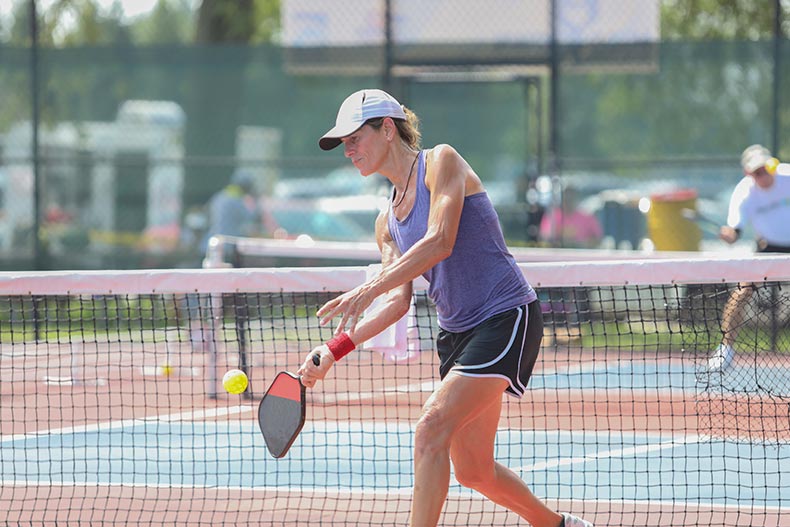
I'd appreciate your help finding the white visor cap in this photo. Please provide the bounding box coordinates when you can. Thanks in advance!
[318,89,406,150]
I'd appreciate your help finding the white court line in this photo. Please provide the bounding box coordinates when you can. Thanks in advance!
[513,435,705,472]
[0,479,790,514]
[0,405,253,443]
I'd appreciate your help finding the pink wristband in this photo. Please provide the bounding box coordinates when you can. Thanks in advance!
[326,332,356,361]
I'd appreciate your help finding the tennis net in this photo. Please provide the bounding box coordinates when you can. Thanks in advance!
[0,256,790,527]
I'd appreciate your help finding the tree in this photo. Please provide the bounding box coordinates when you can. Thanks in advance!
[130,0,195,46]
[661,0,790,40]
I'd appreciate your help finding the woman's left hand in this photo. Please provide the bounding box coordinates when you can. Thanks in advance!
[317,283,376,335]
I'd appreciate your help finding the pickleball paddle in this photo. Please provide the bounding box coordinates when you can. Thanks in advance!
[258,355,321,458]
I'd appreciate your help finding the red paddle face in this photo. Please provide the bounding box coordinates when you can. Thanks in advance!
[258,372,305,458]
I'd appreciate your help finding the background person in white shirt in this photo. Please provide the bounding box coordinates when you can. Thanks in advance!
[708,145,790,371]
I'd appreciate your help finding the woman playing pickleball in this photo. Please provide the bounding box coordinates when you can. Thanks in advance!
[299,89,592,527]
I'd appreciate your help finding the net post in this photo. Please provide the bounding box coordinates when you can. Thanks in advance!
[200,236,233,399]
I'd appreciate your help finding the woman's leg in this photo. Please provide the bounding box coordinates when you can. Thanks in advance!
[410,373,562,527]
[450,390,562,527]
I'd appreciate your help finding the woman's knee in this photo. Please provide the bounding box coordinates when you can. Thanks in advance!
[414,408,452,454]
[453,456,496,490]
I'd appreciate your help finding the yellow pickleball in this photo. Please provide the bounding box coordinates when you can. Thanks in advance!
[222,370,249,394]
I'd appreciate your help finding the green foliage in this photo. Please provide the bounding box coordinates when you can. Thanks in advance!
[130,0,195,46]
[661,0,790,40]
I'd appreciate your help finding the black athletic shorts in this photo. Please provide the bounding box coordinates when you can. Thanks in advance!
[436,300,543,397]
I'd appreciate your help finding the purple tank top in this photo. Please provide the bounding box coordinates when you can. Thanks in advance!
[387,151,537,333]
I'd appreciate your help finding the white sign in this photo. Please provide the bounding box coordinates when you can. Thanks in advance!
[282,0,660,47]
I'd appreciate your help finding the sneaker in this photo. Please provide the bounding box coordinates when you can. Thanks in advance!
[561,512,594,527]
[708,344,735,372]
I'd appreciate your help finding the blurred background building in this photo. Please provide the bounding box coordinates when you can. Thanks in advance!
[0,0,790,270]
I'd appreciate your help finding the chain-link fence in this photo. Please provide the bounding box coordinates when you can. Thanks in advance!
[0,0,790,269]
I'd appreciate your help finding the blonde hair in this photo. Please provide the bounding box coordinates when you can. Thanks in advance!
[365,106,422,150]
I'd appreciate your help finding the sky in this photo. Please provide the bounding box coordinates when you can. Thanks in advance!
[0,0,176,18]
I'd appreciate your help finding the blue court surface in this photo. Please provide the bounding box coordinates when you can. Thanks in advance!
[0,361,790,508]
[0,421,790,507]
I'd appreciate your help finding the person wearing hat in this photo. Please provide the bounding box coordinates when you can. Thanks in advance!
[707,145,790,372]
[298,89,592,527]
[203,169,261,249]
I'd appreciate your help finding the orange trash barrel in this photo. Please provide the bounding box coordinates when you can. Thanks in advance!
[647,189,702,251]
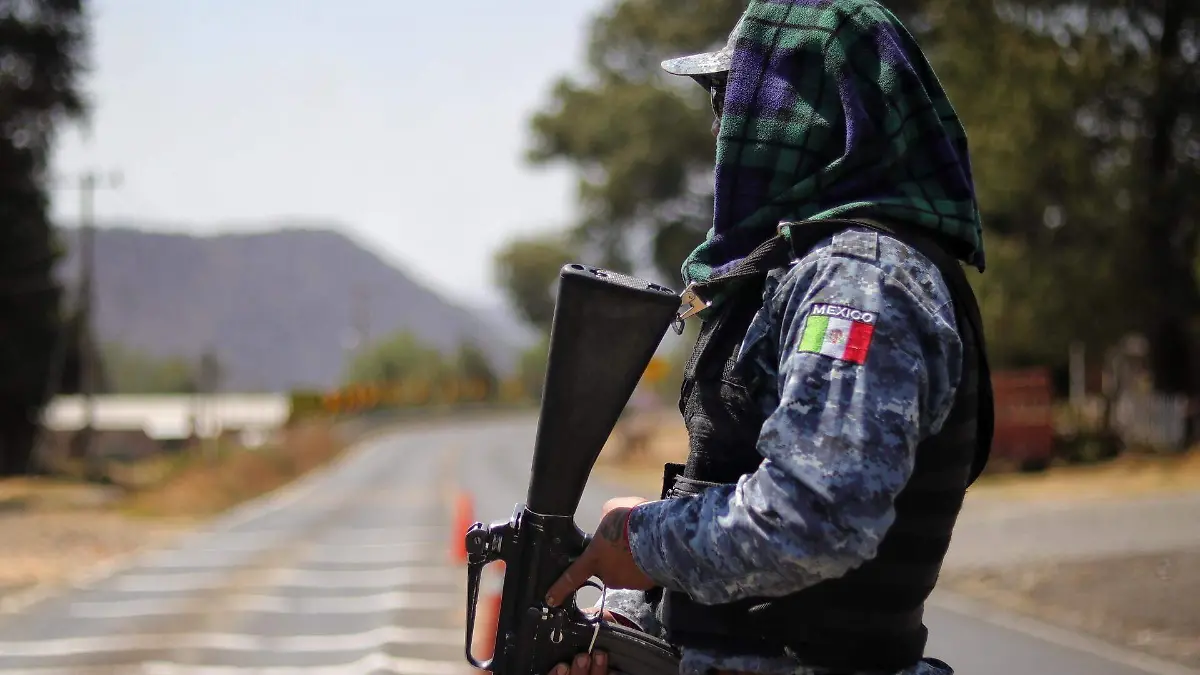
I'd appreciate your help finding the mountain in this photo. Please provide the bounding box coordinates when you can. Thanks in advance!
[51,226,528,390]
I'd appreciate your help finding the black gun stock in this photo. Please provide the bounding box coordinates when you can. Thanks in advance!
[467,264,680,675]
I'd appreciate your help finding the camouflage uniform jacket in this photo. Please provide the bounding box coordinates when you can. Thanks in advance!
[606,228,962,675]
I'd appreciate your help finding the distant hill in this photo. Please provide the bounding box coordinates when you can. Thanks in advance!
[60,222,529,390]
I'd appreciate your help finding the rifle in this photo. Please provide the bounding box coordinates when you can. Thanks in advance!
[466,264,680,675]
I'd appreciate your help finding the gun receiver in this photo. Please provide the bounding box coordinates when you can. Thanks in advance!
[466,264,680,675]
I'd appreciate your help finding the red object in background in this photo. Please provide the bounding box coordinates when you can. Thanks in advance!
[991,369,1055,467]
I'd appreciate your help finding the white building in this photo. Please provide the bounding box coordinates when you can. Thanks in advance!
[43,394,292,447]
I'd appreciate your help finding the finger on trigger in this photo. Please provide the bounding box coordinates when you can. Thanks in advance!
[546,556,592,607]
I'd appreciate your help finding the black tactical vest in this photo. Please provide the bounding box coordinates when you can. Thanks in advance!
[650,221,992,673]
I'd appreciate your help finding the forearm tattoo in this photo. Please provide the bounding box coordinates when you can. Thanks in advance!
[596,508,629,550]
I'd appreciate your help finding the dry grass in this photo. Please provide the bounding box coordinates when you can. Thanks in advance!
[941,550,1200,668]
[972,450,1200,501]
[122,423,344,516]
[0,420,346,597]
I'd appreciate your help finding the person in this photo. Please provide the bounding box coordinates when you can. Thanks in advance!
[546,0,992,675]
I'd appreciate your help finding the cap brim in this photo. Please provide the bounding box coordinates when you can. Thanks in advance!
[662,48,733,76]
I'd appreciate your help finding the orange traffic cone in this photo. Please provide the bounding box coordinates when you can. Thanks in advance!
[470,562,504,661]
[450,492,475,565]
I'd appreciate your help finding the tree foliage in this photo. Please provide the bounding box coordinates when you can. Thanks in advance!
[0,0,86,476]
[494,0,1200,389]
[346,330,500,402]
[496,230,577,333]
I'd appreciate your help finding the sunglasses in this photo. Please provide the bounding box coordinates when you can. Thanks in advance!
[691,72,730,118]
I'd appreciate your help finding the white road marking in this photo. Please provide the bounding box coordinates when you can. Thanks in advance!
[0,652,473,675]
[142,537,449,569]
[115,566,466,593]
[0,626,464,658]
[70,591,464,619]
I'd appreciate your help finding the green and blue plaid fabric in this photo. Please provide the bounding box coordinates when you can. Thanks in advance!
[683,0,984,282]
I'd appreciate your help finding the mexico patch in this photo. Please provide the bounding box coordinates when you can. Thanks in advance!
[799,304,878,364]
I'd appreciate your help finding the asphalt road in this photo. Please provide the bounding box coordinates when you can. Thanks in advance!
[0,419,1190,675]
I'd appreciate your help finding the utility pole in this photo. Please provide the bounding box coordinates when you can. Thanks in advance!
[56,169,121,455]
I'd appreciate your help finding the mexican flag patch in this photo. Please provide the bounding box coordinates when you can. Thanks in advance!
[799,304,877,364]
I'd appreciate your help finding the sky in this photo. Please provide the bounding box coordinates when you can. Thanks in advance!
[52,0,606,305]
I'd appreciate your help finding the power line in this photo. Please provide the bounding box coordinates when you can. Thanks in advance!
[50,169,122,454]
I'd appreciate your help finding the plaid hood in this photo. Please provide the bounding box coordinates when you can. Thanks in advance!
[683,0,984,282]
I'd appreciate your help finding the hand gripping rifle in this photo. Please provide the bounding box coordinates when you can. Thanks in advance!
[467,264,686,675]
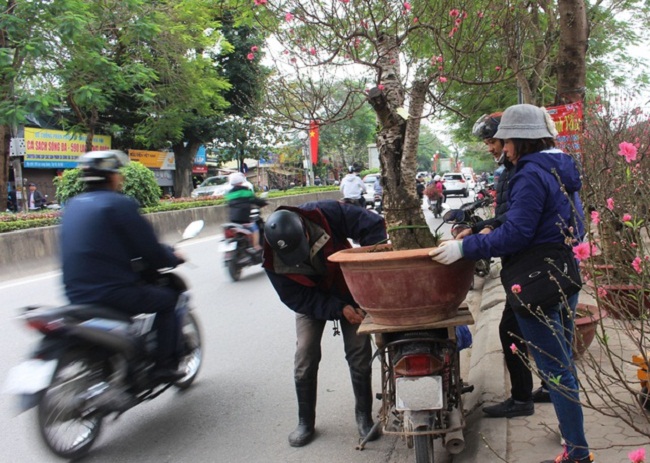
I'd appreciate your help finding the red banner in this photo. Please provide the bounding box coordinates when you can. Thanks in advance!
[546,101,582,155]
[309,121,318,165]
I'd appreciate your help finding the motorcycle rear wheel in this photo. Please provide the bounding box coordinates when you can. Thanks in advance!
[174,312,203,390]
[38,350,104,459]
[413,435,433,463]
[228,251,241,281]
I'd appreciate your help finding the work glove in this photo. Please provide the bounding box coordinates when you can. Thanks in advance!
[429,240,463,265]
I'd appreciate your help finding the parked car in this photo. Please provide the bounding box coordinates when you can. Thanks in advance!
[363,174,379,206]
[190,175,253,198]
[442,172,469,198]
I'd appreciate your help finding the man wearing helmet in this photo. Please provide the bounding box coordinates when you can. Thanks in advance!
[61,150,183,382]
[226,172,268,253]
[262,201,386,447]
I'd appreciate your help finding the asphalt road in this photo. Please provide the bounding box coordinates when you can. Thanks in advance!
[0,194,476,463]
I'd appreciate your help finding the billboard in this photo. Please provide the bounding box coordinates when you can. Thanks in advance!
[24,127,111,169]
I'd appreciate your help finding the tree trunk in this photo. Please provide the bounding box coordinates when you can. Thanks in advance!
[368,35,436,249]
[555,0,589,105]
[172,140,201,198]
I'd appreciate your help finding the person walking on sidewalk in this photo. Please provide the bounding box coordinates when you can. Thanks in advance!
[262,200,387,447]
[456,112,551,418]
[430,104,594,463]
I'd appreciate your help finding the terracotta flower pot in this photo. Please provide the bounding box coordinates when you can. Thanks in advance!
[329,244,474,326]
[573,303,607,358]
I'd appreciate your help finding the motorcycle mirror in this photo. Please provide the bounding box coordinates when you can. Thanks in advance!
[183,220,205,240]
[442,209,465,223]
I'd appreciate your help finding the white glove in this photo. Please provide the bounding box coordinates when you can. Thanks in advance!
[429,240,463,265]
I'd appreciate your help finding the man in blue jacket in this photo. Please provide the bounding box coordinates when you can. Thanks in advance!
[262,201,386,447]
[61,151,183,382]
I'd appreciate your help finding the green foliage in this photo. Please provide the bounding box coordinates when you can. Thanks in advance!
[121,162,160,207]
[54,162,160,207]
[54,169,86,204]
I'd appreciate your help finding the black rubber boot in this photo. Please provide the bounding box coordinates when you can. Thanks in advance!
[289,381,317,447]
[350,371,379,441]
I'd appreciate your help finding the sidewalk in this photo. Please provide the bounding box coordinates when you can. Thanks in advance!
[452,268,650,463]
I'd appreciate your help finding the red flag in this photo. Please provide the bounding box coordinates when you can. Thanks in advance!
[309,121,318,165]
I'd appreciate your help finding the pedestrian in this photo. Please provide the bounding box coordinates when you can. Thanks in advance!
[262,200,387,447]
[27,182,45,211]
[430,104,594,463]
[456,112,551,418]
[339,162,366,208]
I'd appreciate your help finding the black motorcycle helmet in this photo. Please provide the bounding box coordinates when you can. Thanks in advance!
[472,113,502,140]
[77,150,129,182]
[264,209,309,265]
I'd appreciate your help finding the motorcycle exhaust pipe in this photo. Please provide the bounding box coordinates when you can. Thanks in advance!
[445,407,465,455]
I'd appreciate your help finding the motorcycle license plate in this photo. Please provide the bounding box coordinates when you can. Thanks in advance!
[219,241,237,253]
[395,376,443,411]
[4,359,57,394]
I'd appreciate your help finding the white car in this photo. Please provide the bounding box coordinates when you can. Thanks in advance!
[442,172,469,198]
[190,175,253,198]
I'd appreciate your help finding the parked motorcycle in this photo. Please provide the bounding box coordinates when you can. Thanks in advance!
[357,307,474,463]
[442,199,492,277]
[220,208,264,281]
[8,221,203,459]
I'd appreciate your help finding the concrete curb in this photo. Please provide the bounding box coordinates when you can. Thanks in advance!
[453,277,508,463]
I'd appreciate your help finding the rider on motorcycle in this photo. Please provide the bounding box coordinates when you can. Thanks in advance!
[226,172,268,253]
[61,150,184,382]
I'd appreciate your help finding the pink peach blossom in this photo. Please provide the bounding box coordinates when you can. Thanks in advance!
[627,447,645,463]
[618,141,637,163]
[591,211,600,225]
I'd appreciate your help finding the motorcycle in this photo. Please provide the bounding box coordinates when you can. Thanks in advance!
[442,199,492,278]
[357,307,474,463]
[220,208,264,281]
[7,221,203,459]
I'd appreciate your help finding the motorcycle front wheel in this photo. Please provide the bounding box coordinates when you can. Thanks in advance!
[174,312,203,389]
[38,350,104,459]
[413,436,433,463]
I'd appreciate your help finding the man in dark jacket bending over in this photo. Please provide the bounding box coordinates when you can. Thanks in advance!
[262,201,386,447]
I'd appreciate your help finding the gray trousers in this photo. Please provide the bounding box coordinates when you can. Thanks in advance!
[294,314,372,382]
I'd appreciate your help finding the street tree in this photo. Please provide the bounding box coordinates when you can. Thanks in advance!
[253,0,512,249]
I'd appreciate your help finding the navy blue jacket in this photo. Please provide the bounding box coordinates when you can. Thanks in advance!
[61,190,181,304]
[463,149,584,260]
[262,200,387,320]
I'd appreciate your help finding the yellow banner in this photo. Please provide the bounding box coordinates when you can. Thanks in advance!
[25,127,111,168]
[129,150,176,170]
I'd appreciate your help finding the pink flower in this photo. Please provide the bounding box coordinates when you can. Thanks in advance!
[591,211,600,225]
[573,243,596,260]
[627,447,645,463]
[618,141,636,163]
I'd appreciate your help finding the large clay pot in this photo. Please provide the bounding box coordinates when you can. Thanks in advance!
[329,244,474,326]
[573,303,607,358]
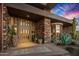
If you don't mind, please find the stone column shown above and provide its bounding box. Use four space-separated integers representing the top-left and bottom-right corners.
44 18 51 43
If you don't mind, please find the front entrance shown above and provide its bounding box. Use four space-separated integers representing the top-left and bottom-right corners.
17 19 35 47
5 16 37 48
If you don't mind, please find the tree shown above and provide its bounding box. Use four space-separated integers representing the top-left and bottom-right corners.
72 18 76 39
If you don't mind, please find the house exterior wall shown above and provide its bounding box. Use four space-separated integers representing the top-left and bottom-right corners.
0 4 2 51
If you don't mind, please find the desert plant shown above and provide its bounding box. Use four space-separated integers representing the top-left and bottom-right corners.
7 25 16 47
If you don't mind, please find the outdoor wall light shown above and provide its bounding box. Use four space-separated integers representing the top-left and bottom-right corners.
26 15 30 18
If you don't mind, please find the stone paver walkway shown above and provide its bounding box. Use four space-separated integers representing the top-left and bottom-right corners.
0 43 69 56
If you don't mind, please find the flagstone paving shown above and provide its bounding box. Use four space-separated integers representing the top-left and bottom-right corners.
0 43 69 56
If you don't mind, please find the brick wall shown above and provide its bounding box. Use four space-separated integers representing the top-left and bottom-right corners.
0 4 2 51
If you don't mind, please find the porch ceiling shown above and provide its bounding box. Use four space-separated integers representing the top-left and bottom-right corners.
7 7 42 21
6 3 72 24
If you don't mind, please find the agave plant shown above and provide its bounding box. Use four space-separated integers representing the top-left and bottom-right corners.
59 33 72 45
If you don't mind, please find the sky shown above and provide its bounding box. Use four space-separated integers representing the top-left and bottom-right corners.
51 3 79 19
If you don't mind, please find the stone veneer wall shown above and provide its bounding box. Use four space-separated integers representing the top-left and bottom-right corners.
63 26 72 33
0 4 2 51
44 18 51 42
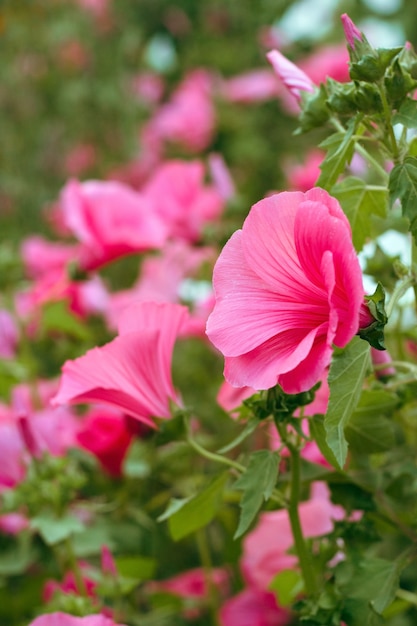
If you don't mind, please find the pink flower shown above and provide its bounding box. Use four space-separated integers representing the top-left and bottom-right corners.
77 407 132 477
52 302 188 428
147 69 215 152
242 483 345 590
207 188 365 393
0 309 19 359
29 613 122 626
219 587 291 626
266 50 316 101
61 180 166 270
340 13 363 48
143 160 224 242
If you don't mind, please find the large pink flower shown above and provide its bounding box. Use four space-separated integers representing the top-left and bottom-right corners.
61 180 166 270
207 188 364 393
52 302 188 428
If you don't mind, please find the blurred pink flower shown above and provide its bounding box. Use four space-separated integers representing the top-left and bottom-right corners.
241 482 345 590
207 188 370 393
0 309 19 359
147 69 215 152
29 613 123 626
285 149 324 192
143 160 224 242
61 180 166 270
219 587 291 626
77 406 133 478
52 302 188 428
266 50 316 101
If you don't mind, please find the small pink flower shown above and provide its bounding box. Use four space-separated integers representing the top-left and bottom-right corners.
52 302 188 428
143 160 224 242
219 587 291 626
266 50 316 101
340 13 363 48
61 180 166 270
77 406 132 477
207 188 369 393
242 483 345 590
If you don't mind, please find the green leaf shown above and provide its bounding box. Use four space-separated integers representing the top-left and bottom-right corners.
158 472 229 541
317 125 356 191
392 98 417 128
324 337 369 468
233 450 280 539
269 569 304 606
30 513 84 546
332 176 388 251
388 157 417 240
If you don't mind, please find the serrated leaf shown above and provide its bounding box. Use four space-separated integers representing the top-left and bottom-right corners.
392 98 417 128
233 450 280 539
324 337 369 468
388 157 417 239
332 176 388 251
158 472 229 541
30 513 84 546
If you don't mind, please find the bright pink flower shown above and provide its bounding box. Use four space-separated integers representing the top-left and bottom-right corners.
52 302 188 428
143 160 224 242
0 309 19 359
266 50 316 101
207 188 365 393
29 613 123 626
340 13 363 48
241 483 345 590
77 407 132 477
219 587 291 626
61 180 166 270
220 69 280 104
147 69 215 152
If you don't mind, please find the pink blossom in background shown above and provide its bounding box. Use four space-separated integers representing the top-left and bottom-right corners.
207 188 369 393
52 302 188 428
340 13 363 48
60 180 166 270
105 240 214 329
219 69 281 104
147 69 215 152
266 50 316 101
0 309 19 359
143 160 225 242
29 613 123 626
241 482 345 590
285 150 324 192
219 587 291 626
77 406 133 478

**********

### Prompt
Lay out the lines of the listing above as a Markdown table with the columns Row and Line. Start with the line that contains "I'd appreciate your help finding the purple", go on through the line that contains "[0,421,790,507]", and leave out any blank lines.

### Output of the task
| Row | Line |
|---|---|
| 1 | I'd appreciate your help finding the purple tank top in this photo. Please provide the bounding box coordinates when you can. Thanks in advance! |
| 2 | [387,151,537,333] |
| 3 | I'd appreciate your help finding the white sign in this photo. Please provide the bounding box coordinates when you can. Thanks in advance! |
| 4 | [282,0,660,47] |
| 5 | I'd appreciate your help finding the sneaker in this photo. Please provide the bounding box coordinates when you can. Thanks in advance! |
| 6 | [561,512,594,527] |
| 7 | [708,344,735,372] |
| 8 | I'd appreciate your help finding the blurred background building in this photo. Please provide the bounding box coordinates when you can. Thanks in advance! |
| 9 | [0,0,790,270] |
| 10 | I'd appreciate your help finding the chain-link fence in this photo. Please provide the bounding box coordinates when you can. Thanks in advance! |
| 11 | [0,0,790,269] |
| 12 | I'd appreciate your help finding the blonde hair in this photo. Please provide the bounding box coordinates when you can. Thanks in advance! |
| 13 | [365,106,422,150] |
| 14 | I'd appreciate your help finding the sky in this photo. Please provide the bounding box coordinates when you can. Thanks in advance! |
| 15 | [0,0,176,18] |
| 16 | I'd appreciate your help finding the blue court surface in this photo. Please provide the bounding box coordinates when you can. Thanks in advance! |
| 17 | [0,361,790,508] |
| 18 | [0,421,790,507] |